= Your instructions =
Echo each of the lines below word for word, without changing anything.

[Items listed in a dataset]
== == ==
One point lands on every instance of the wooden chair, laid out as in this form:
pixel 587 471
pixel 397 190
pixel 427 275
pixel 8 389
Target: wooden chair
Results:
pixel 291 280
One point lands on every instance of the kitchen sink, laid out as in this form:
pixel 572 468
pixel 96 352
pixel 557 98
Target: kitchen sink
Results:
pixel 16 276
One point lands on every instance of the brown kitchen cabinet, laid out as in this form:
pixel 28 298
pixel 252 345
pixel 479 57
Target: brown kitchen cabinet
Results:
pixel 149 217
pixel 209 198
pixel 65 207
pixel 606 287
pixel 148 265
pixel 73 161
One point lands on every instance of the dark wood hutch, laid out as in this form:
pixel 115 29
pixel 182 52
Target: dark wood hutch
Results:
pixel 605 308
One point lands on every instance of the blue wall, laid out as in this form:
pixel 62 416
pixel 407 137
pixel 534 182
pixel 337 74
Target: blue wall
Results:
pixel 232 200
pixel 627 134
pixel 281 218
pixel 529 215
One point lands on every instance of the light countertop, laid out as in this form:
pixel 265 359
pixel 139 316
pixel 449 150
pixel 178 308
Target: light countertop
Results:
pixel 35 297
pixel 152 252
== == ==
= Task output =
One point lands on every instance of the wooden chair, laid out as in this form:
pixel 587 471
pixel 397 190
pixel 427 275
pixel 8 389
Target: wooden chair
Results:
pixel 291 280
One point lands on every instance of the kitchen sink, laid out as in this form:
pixel 572 468
pixel 96 352
pixel 557 98
Target: kitchen sink
Results:
pixel 16 276
One point lands on every instance of the brown kitchen cabinet, laid out as in this form:
pixel 28 298
pixel 252 345
pixel 479 57
Target: brown kitchen cabinet
Results:
pixel 149 217
pixel 209 198
pixel 65 207
pixel 606 287
pixel 148 265
pixel 73 161
One point lands on every instance of the dark wood hutch, laid out as in this form:
pixel 115 29
pixel 182 52
Target: dark wood hutch
Results:
pixel 605 308
One point lands on every instance of the blue wall, laid out as in this form:
pixel 62 416
pixel 407 137
pixel 534 182
pixel 337 74
Target: blue wall
Results:
pixel 232 200
pixel 627 134
pixel 281 218
pixel 529 215
One point lands on every instance of the light countertop, laid out as in this form:
pixel 265 359
pixel 139 316
pixel 449 150
pixel 178 308
Target: light countertop
Results:
pixel 35 297
pixel 152 252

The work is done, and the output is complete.